# Provided text
|---|

The haze is expected to last until the end of November. If you’re riding to work daily, or simply ride for its health benefits, you’ll need to ensure that what you are doing isn’t going counter to your intentions. After all, nobody exercises so that they can get sick! Here’s how you can protect yourself from the haze.
#1. Suit Up
The typical N95 mask, rated for 95% of fine particles, isn’t enough. The Respro or 3M 7000 with 2200 particulate filter is rated at P100(99.97%) – and is much better. More importantly, they are much more comfortable to wear.
These masks have quite a few components: the mask itself comes in half or full mask (covers nose as well as mouth) form factors, and requires a separate filter, a filter holder, and a filter cover.
But these systems aren’t particularly cheap. Figure on spending about upwards of $80 dollars for the whole set. And if your eyes are sensitive to the haze, you should invest in protection for them as well – goggles might seem over the top, but it’s only sensible to protect your eyes from tearing up while riding.

|---|

# Source information
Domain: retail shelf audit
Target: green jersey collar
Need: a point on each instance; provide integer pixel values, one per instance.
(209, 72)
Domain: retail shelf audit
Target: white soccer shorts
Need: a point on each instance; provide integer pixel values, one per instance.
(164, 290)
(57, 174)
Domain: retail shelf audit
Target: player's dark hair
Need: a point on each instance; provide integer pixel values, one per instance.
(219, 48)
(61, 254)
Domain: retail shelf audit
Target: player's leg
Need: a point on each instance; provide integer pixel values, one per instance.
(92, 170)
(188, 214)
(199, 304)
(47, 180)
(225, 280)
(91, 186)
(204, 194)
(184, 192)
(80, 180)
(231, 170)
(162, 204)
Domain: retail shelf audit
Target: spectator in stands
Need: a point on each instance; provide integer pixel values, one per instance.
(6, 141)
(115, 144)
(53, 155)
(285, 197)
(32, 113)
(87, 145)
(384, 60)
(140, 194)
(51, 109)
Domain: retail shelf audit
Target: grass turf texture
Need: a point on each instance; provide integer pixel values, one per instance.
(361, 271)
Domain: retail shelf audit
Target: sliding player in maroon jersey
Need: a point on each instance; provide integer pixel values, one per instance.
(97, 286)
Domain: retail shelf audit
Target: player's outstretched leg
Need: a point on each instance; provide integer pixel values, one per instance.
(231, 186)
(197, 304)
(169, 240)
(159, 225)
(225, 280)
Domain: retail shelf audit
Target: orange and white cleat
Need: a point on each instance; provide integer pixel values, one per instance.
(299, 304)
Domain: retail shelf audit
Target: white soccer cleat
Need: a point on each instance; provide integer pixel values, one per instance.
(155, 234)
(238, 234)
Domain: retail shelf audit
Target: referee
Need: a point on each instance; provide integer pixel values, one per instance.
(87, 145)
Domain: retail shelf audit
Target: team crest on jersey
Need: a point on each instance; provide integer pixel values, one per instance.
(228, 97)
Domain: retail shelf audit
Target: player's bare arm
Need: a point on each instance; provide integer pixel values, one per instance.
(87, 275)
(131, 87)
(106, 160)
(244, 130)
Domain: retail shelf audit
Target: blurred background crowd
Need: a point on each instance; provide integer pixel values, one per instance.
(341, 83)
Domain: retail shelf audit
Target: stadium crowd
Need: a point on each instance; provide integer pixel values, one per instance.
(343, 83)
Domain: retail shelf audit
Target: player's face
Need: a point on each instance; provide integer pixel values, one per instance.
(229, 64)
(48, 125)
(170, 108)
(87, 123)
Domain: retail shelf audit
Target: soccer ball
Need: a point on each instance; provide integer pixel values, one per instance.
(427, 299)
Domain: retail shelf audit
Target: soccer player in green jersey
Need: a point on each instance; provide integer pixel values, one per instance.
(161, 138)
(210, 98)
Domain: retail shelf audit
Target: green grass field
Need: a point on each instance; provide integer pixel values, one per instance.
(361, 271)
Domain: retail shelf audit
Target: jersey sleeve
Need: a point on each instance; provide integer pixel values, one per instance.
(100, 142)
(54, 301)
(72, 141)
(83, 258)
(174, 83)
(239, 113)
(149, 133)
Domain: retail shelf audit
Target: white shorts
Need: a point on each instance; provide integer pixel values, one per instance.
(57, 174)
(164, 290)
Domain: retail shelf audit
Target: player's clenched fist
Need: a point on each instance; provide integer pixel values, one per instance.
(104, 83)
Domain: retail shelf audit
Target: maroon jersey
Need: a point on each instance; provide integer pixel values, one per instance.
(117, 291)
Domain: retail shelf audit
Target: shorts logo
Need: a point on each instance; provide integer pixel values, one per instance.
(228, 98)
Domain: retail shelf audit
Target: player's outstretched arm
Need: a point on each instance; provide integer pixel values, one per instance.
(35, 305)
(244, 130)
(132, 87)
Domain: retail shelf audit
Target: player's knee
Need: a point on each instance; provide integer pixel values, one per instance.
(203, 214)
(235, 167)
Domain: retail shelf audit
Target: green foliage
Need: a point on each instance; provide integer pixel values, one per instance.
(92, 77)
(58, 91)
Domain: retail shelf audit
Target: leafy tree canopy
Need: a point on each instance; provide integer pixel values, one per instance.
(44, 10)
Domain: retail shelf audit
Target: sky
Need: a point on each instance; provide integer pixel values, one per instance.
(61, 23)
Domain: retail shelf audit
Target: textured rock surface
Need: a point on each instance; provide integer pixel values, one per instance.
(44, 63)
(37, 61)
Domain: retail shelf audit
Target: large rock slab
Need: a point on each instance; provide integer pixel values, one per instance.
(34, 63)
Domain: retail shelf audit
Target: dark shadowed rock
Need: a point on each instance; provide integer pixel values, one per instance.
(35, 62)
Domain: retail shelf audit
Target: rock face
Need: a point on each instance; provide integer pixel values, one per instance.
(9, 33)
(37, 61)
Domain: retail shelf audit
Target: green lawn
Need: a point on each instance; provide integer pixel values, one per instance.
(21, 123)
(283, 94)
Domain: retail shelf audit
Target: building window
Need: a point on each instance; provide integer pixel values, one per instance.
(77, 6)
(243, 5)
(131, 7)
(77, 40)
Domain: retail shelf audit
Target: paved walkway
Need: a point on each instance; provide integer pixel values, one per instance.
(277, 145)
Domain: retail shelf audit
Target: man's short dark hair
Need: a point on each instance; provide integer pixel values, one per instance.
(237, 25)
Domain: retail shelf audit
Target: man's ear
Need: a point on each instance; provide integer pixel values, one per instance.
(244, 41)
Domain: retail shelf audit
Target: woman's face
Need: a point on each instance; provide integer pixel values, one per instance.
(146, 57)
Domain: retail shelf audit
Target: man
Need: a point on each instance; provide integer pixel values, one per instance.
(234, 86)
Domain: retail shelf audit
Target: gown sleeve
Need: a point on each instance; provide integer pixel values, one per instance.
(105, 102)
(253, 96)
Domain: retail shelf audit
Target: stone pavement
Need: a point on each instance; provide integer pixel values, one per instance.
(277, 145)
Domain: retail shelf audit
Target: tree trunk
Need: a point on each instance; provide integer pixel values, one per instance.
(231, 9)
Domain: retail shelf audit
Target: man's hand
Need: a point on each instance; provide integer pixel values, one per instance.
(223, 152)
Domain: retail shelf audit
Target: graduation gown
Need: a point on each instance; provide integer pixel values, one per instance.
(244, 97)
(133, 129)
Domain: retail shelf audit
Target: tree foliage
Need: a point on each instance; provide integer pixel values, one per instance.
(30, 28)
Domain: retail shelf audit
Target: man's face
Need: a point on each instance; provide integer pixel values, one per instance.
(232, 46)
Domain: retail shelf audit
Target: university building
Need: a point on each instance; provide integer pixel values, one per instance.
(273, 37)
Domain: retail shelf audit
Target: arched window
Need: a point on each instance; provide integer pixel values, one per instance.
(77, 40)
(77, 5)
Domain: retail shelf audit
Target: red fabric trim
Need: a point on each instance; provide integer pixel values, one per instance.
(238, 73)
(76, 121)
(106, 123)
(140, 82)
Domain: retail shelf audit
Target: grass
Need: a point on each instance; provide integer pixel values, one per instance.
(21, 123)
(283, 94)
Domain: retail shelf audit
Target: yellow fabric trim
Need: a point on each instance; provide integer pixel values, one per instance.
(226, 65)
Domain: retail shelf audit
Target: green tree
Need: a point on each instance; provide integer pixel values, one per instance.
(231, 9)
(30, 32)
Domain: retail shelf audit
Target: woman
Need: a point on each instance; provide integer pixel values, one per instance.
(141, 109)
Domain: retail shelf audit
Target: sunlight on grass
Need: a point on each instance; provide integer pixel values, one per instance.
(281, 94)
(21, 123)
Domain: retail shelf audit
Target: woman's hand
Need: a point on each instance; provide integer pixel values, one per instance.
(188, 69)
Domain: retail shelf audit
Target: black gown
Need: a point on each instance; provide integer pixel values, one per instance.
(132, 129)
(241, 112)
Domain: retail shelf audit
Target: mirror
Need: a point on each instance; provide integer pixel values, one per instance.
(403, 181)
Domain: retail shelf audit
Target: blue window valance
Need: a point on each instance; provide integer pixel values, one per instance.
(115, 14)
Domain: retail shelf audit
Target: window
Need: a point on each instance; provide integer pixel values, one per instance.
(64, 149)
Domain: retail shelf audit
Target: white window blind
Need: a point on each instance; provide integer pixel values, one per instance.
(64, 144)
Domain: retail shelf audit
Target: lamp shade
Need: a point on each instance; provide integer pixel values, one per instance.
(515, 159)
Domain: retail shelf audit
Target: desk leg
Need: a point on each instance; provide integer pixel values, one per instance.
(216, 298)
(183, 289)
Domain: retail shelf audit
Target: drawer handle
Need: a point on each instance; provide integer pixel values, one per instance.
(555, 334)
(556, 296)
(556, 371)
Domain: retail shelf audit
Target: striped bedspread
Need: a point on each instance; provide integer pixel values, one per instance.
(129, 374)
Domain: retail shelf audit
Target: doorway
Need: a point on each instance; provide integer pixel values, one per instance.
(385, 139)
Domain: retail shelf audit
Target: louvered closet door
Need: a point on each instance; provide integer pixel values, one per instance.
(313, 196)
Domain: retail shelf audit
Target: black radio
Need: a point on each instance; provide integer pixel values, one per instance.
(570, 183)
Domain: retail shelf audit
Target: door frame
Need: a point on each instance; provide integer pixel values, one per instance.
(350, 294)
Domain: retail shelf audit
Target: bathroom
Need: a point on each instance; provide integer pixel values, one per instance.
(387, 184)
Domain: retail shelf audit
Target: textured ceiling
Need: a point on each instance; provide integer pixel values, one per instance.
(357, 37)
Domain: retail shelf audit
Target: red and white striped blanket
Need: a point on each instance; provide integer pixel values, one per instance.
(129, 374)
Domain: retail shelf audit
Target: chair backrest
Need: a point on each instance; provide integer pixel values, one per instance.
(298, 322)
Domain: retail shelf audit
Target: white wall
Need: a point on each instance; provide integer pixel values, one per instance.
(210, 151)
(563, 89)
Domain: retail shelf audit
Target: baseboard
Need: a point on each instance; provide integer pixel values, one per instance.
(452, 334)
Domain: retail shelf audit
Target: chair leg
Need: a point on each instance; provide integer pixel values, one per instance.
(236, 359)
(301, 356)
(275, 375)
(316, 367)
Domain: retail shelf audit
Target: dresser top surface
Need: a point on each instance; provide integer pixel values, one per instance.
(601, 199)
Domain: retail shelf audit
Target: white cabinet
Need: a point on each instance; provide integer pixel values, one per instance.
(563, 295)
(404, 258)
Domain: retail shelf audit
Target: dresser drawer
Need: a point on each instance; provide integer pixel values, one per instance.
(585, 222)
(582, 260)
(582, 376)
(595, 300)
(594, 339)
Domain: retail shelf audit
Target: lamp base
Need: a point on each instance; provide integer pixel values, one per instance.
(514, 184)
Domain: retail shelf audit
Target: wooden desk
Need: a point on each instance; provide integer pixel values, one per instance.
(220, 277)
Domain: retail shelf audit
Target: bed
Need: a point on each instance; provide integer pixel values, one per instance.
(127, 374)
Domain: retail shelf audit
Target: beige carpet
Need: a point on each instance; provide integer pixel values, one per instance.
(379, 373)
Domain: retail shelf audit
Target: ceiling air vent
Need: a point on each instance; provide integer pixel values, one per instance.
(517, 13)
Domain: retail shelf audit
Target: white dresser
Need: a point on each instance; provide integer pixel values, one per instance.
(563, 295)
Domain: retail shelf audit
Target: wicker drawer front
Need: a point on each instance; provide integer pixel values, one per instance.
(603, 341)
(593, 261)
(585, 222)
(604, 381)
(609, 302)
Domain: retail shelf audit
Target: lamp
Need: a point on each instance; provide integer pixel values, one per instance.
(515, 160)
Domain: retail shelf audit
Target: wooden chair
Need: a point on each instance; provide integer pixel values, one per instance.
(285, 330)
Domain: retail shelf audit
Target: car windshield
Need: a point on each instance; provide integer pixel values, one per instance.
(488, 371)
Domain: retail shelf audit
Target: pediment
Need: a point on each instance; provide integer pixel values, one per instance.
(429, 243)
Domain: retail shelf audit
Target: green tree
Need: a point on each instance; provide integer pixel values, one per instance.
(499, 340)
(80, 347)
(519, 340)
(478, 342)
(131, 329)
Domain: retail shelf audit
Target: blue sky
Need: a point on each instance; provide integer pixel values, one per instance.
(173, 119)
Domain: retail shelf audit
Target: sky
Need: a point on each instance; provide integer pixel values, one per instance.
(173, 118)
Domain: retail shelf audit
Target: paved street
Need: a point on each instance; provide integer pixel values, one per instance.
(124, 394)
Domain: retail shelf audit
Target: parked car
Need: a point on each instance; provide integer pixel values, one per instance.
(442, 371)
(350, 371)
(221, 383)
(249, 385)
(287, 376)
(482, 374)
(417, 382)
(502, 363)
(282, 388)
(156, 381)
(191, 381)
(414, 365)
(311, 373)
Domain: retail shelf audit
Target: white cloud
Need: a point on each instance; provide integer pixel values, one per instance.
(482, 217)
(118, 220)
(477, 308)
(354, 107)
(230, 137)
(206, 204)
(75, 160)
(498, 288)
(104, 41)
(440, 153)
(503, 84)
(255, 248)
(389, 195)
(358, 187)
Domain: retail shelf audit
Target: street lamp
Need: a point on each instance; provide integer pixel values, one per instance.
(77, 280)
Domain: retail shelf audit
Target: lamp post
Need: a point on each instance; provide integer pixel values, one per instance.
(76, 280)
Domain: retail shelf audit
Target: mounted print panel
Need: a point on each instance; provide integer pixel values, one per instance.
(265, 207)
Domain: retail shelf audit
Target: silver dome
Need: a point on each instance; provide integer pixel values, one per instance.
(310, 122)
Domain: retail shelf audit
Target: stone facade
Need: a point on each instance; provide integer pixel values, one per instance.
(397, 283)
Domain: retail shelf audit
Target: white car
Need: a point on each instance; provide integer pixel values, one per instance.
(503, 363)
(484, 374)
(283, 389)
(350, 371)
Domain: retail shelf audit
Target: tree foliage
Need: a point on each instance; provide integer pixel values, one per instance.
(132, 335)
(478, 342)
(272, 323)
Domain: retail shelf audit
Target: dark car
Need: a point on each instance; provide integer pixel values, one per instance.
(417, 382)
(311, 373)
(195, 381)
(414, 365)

|---|

# Work task
In the text on riding in the haze, what rating does the 3M 7000 with the 2200 particulate filter carry?

# Written solution
P100 (99.97%)